Material provided
· · · · ·
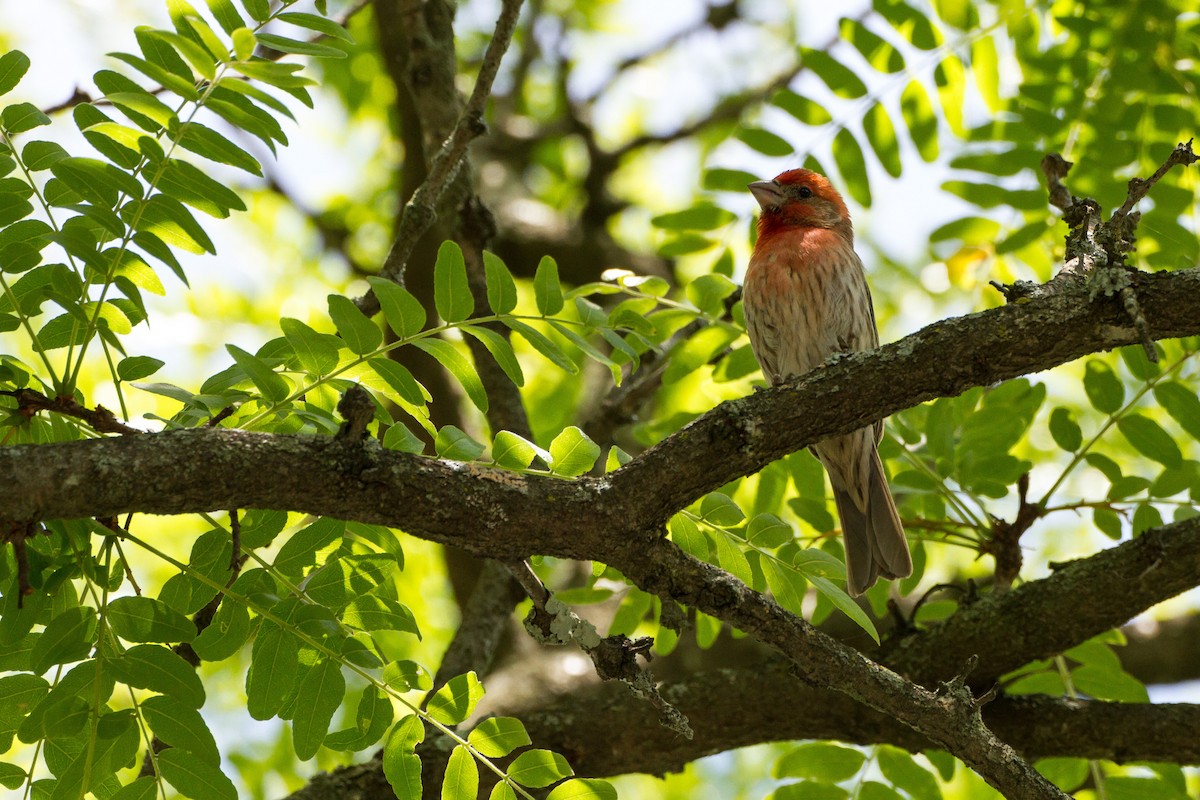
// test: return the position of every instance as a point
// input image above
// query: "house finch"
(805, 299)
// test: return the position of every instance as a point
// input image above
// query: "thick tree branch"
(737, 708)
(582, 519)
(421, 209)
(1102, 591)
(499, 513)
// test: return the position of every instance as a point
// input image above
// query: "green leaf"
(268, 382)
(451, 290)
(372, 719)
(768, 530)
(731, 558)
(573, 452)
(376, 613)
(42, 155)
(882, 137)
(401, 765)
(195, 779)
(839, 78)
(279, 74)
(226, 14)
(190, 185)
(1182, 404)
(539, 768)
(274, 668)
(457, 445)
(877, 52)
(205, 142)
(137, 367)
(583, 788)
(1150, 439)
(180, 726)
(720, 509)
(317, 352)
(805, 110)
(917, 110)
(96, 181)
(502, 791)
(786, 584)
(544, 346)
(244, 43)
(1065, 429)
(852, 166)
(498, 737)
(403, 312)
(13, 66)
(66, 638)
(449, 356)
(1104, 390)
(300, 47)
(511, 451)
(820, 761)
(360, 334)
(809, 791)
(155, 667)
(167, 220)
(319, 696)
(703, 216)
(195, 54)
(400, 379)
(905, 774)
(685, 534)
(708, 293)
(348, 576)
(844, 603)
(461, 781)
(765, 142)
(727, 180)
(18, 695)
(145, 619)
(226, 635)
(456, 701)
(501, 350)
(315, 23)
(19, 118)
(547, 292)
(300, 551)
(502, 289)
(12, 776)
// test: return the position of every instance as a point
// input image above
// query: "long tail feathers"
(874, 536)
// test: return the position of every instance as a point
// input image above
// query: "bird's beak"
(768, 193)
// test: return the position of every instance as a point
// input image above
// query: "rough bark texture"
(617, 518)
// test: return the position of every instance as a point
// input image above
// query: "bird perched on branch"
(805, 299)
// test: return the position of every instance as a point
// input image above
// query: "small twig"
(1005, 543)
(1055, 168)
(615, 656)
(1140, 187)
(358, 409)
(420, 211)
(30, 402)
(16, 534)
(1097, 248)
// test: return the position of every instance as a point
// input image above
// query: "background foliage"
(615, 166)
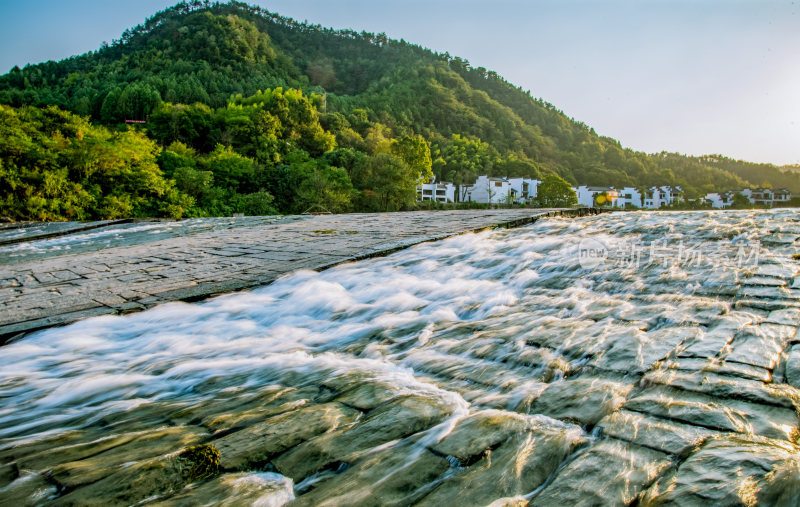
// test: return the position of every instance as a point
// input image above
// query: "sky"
· · · · ·
Objective
All of the material above is to be copied exactly, except for its images.

Expected answer
// test: return the position of every instance as a point
// input image above
// query: "house finch"
(805, 299)
// test: return the position of every instance as a point
// input image above
// query: "thick tree branch"
(737, 708)
(582, 519)
(421, 209)
(1102, 591)
(499, 513)
// test: return the position of every instance as a point
// input image above
// query: "green leaf"
(268, 382)
(451, 290)
(372, 719)
(768, 530)
(731, 558)
(573, 452)
(376, 613)
(42, 155)
(882, 137)
(401, 765)
(195, 779)
(839, 78)
(279, 74)
(226, 14)
(190, 185)
(1182, 404)
(539, 768)
(274, 668)
(457, 445)
(877, 52)
(205, 142)
(137, 367)
(583, 788)
(1150, 439)
(180, 726)
(720, 509)
(317, 352)
(805, 110)
(917, 110)
(96, 181)
(502, 791)
(786, 584)
(544, 346)
(244, 43)
(1065, 429)
(852, 166)
(498, 737)
(403, 312)
(13, 66)
(66, 638)
(449, 356)
(1104, 390)
(300, 47)
(511, 451)
(820, 761)
(360, 334)
(809, 791)
(155, 667)
(167, 220)
(319, 696)
(703, 216)
(195, 54)
(400, 379)
(905, 774)
(685, 534)
(708, 293)
(348, 576)
(844, 603)
(461, 781)
(765, 142)
(727, 180)
(18, 695)
(145, 619)
(226, 635)
(456, 701)
(501, 350)
(315, 23)
(19, 118)
(547, 292)
(300, 551)
(502, 289)
(12, 776)
// test: return the position of every instance as a point
// input image above
// query: "long tail feathers"
(874, 536)
// test: return the position of every instance as a point
// input image above
// query: "bird's beak"
(768, 193)
// test: return the position of every instance as a point
// input image above
// query: "rough bark texture"
(617, 518)
// test: return the position of every instance as a point
// input image above
// query: "bird perched on branch"
(805, 299)
// test: return the position of every instance as a point
// input image above
// query: "small twig"
(1005, 543)
(1055, 168)
(615, 656)
(1140, 187)
(358, 409)
(420, 211)
(30, 402)
(16, 534)
(1097, 248)
// test: return the position of every instance as a point
// input image above
// query: "background foliage"
(615, 166)
// test: return the position of every instance as a point
// input image above
// query: "sky"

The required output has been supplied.